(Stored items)

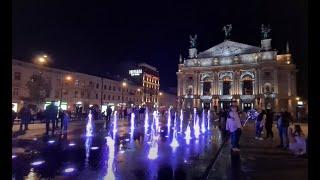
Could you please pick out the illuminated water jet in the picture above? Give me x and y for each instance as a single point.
(89, 128)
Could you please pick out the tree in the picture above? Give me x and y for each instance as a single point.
(39, 88)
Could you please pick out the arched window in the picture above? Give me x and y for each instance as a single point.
(226, 85)
(247, 85)
(206, 89)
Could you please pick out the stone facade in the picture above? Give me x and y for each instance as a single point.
(234, 72)
(83, 90)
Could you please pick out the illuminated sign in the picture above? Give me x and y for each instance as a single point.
(135, 72)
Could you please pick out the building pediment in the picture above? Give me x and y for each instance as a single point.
(228, 48)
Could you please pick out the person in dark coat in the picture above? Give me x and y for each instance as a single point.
(51, 113)
(25, 115)
(269, 122)
(14, 116)
(66, 119)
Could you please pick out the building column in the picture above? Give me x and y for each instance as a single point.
(289, 84)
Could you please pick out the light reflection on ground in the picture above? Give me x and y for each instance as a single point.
(133, 147)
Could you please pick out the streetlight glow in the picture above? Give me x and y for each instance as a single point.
(68, 78)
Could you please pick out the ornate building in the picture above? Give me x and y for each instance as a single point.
(254, 77)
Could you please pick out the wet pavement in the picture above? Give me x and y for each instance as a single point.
(131, 149)
(259, 160)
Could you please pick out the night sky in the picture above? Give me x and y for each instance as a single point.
(110, 37)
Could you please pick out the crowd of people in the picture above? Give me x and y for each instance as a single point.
(231, 122)
(291, 138)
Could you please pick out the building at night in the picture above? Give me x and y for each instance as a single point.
(147, 76)
(78, 91)
(251, 76)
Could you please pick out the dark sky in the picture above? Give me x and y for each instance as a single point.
(109, 36)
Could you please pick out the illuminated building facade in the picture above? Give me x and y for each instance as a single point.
(254, 77)
(78, 93)
(147, 76)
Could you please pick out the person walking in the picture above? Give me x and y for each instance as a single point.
(51, 113)
(14, 116)
(260, 123)
(234, 127)
(60, 118)
(109, 112)
(66, 119)
(25, 116)
(269, 122)
(297, 140)
(284, 124)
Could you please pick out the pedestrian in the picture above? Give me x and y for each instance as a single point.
(260, 123)
(243, 117)
(66, 119)
(109, 112)
(60, 118)
(283, 130)
(14, 116)
(51, 113)
(234, 126)
(269, 122)
(25, 116)
(297, 140)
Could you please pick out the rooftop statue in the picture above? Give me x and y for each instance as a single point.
(193, 41)
(227, 29)
(265, 31)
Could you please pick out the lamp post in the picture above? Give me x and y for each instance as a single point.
(160, 94)
(67, 78)
(124, 84)
(299, 103)
(139, 91)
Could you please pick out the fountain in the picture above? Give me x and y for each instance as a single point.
(181, 120)
(110, 173)
(153, 151)
(132, 125)
(208, 124)
(194, 115)
(146, 120)
(89, 128)
(174, 144)
(169, 119)
(188, 134)
(203, 129)
(115, 122)
(197, 128)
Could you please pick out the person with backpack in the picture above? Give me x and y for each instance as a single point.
(25, 115)
(283, 130)
(260, 124)
(234, 127)
(269, 122)
(51, 113)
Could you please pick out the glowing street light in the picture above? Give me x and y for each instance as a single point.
(66, 78)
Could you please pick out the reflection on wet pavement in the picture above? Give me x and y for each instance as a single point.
(148, 148)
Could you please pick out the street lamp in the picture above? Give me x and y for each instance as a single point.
(124, 84)
(42, 59)
(66, 78)
(299, 103)
(160, 94)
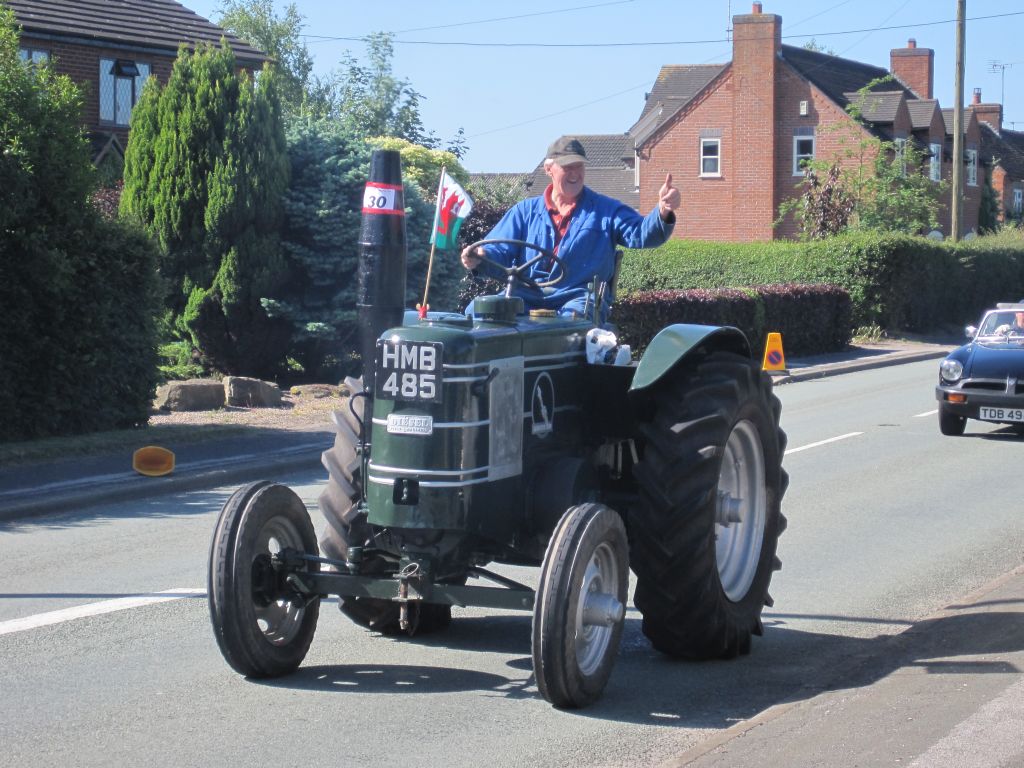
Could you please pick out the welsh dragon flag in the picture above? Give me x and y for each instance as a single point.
(454, 206)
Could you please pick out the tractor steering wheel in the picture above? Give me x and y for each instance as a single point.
(518, 272)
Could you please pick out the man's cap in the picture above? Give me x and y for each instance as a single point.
(566, 151)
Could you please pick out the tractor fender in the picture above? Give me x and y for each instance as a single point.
(675, 343)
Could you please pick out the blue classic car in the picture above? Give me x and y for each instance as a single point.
(984, 379)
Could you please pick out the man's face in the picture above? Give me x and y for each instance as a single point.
(566, 179)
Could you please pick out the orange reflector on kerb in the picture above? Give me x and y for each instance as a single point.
(774, 360)
(153, 461)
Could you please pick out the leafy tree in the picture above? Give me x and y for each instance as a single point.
(422, 166)
(279, 36)
(372, 101)
(205, 170)
(824, 207)
(814, 45)
(880, 185)
(988, 213)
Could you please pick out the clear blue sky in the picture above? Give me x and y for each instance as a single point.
(513, 100)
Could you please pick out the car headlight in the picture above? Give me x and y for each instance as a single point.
(951, 370)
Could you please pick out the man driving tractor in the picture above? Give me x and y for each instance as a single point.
(580, 226)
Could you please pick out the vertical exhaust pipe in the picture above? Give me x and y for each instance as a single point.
(381, 299)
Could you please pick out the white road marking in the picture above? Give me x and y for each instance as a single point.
(822, 442)
(94, 609)
(989, 736)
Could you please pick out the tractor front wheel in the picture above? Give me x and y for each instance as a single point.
(581, 605)
(262, 626)
(705, 531)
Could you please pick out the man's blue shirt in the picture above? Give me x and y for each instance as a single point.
(599, 225)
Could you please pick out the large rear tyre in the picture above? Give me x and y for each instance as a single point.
(705, 532)
(262, 626)
(951, 424)
(581, 605)
(346, 527)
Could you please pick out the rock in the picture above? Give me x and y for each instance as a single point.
(315, 390)
(246, 392)
(194, 394)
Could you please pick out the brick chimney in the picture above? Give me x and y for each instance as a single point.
(915, 67)
(991, 114)
(757, 42)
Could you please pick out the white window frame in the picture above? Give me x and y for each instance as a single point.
(972, 167)
(935, 162)
(35, 55)
(717, 158)
(798, 157)
(113, 112)
(900, 144)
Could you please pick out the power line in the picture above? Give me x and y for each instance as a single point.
(521, 15)
(636, 44)
(561, 112)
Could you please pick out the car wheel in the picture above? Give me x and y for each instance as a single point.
(950, 424)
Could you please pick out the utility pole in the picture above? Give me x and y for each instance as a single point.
(957, 194)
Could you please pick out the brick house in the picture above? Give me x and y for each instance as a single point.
(734, 135)
(1003, 154)
(110, 48)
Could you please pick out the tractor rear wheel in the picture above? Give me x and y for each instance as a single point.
(346, 527)
(262, 626)
(705, 531)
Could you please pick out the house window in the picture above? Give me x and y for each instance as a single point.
(803, 153)
(711, 157)
(121, 83)
(935, 162)
(35, 55)
(972, 167)
(900, 158)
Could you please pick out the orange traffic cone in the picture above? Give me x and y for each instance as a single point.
(153, 461)
(774, 360)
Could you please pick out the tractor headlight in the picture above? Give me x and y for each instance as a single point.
(950, 370)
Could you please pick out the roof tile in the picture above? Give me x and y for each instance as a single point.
(144, 24)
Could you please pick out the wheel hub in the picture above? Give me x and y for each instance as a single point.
(741, 511)
(599, 609)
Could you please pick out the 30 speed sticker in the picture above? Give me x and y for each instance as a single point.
(380, 198)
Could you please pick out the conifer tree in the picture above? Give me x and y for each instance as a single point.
(205, 175)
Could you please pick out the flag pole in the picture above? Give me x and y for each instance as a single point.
(433, 237)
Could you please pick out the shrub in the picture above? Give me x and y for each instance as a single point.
(321, 239)
(811, 318)
(896, 282)
(76, 291)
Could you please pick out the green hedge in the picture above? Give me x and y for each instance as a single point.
(811, 318)
(897, 283)
(78, 338)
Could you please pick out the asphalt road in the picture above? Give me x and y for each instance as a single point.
(889, 523)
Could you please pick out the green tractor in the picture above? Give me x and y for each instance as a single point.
(492, 438)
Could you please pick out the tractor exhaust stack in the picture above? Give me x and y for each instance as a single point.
(381, 299)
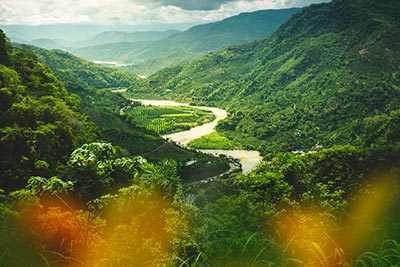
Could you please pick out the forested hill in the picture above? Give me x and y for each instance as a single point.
(330, 75)
(191, 43)
(40, 122)
(78, 73)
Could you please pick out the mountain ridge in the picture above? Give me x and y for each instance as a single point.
(306, 84)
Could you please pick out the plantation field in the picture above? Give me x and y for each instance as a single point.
(166, 120)
(214, 141)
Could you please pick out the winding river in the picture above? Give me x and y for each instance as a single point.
(248, 158)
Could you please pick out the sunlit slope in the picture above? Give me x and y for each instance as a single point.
(313, 82)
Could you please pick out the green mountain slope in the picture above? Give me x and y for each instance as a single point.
(79, 73)
(40, 122)
(313, 82)
(198, 40)
(103, 107)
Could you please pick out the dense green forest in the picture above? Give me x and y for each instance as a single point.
(326, 82)
(189, 44)
(104, 108)
(321, 79)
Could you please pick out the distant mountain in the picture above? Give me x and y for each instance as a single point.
(46, 43)
(78, 73)
(328, 76)
(198, 40)
(80, 32)
(110, 37)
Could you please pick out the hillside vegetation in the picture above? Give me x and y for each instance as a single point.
(326, 207)
(196, 41)
(325, 77)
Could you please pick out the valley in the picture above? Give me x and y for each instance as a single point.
(248, 159)
(218, 135)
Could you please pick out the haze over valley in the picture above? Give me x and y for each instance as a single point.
(199, 133)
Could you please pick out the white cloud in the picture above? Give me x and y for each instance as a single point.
(134, 12)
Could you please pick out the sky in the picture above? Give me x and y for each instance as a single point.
(132, 12)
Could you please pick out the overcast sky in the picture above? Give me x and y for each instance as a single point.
(132, 12)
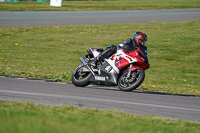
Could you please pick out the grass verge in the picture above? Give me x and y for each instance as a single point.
(54, 52)
(26, 117)
(100, 5)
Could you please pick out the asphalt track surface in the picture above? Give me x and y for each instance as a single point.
(93, 96)
(101, 97)
(55, 18)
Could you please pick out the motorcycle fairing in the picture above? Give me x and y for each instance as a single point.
(106, 74)
(120, 60)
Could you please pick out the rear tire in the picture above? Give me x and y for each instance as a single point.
(79, 78)
(135, 80)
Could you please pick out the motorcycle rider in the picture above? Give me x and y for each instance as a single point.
(129, 45)
(138, 41)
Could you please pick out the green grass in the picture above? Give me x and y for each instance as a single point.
(54, 52)
(30, 118)
(100, 5)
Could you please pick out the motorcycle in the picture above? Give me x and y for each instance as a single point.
(125, 69)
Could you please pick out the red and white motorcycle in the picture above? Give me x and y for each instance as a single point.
(125, 69)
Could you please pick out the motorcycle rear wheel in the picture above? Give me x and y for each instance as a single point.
(79, 78)
(131, 83)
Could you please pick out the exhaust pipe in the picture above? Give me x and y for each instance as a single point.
(85, 63)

**Exercise objective**. Exactly reproduce the lines from the one containing "Could you please pick out the motorcycle fairing" through the end of the records, and only those lines.

**Exercise output**.
Could you please pick out the motorcycle fairing in the picture above? Give me x and y for each instance as a single point.
(106, 74)
(120, 60)
Could you please pick out the rear tire in the picture above? Give me x and y for each instance as a single point.
(79, 78)
(135, 80)
Could you please pick out the motorcycle rider in the picture above? Give me x and y for each instance as a single point.
(129, 45)
(138, 41)
Could you please pick out the green grass in the picture above? Give me x and y for each instance as a single point.
(54, 52)
(30, 118)
(100, 5)
Could you please pick out the motorcycle in the picture above? Give me x and y for each instance as a single point.
(125, 69)
Could you please pick out the red and white motorcycle in the picture above? Give me x and y for each instance as a single point.
(125, 69)
Could you please pick out the motorcycle rear wheel in the picture above? Give me x and y for each instance as a single point.
(79, 78)
(131, 83)
Could you please pick out the exhaust pipe in the picture above? Give me x and y for each instance as a single point.
(85, 63)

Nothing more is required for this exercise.